> _STORED DATA_:

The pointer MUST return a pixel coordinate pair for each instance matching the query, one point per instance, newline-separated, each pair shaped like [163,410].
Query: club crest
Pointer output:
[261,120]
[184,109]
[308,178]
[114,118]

> _EXERCISE PROMPT_:
Copy out the records again, swapping every "instance" for "object" and leaving everything else unchanged.

> _THE OUTPUT_:
The pointer MUST return a pixel coordinate pair for each object matching the query, one point per object, newline-separated, each pair shaped like [163,410].
Query: club crest
Pointer output:
[261,120]
[184,109]
[308,178]
[114,118]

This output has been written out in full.